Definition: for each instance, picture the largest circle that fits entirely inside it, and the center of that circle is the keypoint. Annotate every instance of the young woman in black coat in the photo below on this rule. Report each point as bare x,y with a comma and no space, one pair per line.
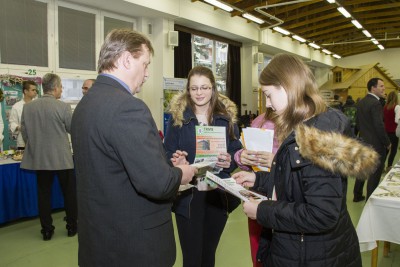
306,222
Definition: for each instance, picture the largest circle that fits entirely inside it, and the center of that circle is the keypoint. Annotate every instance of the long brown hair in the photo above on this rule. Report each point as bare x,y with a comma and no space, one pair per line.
304,100
216,106
392,100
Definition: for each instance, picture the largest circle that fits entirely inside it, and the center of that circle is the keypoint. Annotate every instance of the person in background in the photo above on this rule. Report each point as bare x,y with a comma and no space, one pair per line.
87,84
307,183
369,120
245,159
350,110
201,215
45,124
125,181
336,103
29,90
1,128
391,115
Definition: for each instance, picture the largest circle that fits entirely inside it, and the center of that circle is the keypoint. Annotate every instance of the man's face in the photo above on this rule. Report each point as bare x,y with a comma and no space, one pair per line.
379,90
86,86
58,92
139,70
31,92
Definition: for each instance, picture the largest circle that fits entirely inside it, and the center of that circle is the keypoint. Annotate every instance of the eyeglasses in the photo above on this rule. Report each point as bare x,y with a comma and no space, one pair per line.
202,88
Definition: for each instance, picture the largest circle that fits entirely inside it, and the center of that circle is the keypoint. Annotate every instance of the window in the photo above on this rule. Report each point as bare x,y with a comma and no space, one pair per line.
76,38
337,75
214,55
111,23
23,33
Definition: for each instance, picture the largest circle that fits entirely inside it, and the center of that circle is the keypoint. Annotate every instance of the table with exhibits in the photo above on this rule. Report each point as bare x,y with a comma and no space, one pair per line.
380,218
18,192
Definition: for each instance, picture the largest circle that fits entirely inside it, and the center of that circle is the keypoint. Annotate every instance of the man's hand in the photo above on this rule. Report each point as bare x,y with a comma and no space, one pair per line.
188,172
245,178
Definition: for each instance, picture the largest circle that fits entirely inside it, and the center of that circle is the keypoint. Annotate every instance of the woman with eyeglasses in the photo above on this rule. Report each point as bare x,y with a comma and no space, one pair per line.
305,220
201,214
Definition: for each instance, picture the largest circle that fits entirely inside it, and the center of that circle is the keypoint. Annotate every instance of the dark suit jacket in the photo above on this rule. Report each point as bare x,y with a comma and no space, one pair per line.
369,121
124,181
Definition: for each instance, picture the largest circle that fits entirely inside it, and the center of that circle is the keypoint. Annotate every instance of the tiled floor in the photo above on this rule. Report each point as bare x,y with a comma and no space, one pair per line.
21,244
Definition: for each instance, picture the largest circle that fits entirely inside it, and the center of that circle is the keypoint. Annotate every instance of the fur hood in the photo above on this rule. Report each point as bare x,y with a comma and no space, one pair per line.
179,104
336,152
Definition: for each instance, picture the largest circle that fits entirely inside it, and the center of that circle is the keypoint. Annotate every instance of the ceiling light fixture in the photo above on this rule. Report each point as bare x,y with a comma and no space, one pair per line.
357,24
283,31
298,38
219,5
326,51
252,18
344,12
367,33
314,45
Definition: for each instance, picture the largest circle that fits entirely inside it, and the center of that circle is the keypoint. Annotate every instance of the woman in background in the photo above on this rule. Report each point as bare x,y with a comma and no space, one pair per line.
391,115
247,158
201,215
307,183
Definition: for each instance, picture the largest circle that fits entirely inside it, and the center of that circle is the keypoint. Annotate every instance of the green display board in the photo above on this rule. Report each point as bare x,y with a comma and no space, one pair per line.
11,87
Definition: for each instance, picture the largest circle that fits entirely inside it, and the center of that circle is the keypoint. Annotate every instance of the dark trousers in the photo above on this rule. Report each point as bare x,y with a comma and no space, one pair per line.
373,180
394,140
200,234
67,182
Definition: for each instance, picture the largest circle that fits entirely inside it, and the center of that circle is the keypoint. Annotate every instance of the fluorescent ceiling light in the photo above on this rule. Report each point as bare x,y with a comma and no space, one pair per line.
344,12
366,33
298,38
314,45
357,24
326,51
283,31
252,18
220,5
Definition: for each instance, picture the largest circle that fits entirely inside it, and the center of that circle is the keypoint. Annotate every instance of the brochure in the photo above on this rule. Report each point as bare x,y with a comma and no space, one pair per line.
230,185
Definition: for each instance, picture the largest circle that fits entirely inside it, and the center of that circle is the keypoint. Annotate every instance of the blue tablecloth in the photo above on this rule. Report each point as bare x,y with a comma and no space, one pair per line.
18,193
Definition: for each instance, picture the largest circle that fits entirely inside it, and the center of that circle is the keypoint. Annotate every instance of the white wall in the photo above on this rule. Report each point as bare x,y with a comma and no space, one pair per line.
388,59
162,15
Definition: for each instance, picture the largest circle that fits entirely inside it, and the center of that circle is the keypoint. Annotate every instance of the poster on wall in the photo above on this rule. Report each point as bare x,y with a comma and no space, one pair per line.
171,86
11,87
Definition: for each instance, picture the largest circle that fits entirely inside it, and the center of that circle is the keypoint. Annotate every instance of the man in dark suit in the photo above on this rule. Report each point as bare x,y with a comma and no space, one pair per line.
369,120
125,183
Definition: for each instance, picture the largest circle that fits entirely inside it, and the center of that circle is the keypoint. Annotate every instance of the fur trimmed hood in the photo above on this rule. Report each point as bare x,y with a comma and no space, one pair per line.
336,152
179,104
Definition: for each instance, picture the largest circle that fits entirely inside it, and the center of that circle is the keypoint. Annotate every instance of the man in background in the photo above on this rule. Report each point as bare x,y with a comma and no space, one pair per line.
☆ ☆ ☆ ☆ ☆ ☆ ☆
*Work to do:* The line containing "the fur trimmed" and every line after it, through the end of the records, should be repeated exactly and alone.

*Written answer:*
Definition: for each instance, picture the largest circle that fits entirely inside it, and the center of that circle is the keypoint. Annotate every instance of the fur trimmed hood in the photo above on this rule. Report each point as bare x,y with a comma and no space, one pair per line.
336,152
179,104
Definition: for each instance, picture the largest circle that fits entirely inside it, and the center of that circle is the keypoint. Annotate every instance of the man in background in the photo above on this rule. Report each point as bare x,y with a comma and no space, one pair per line.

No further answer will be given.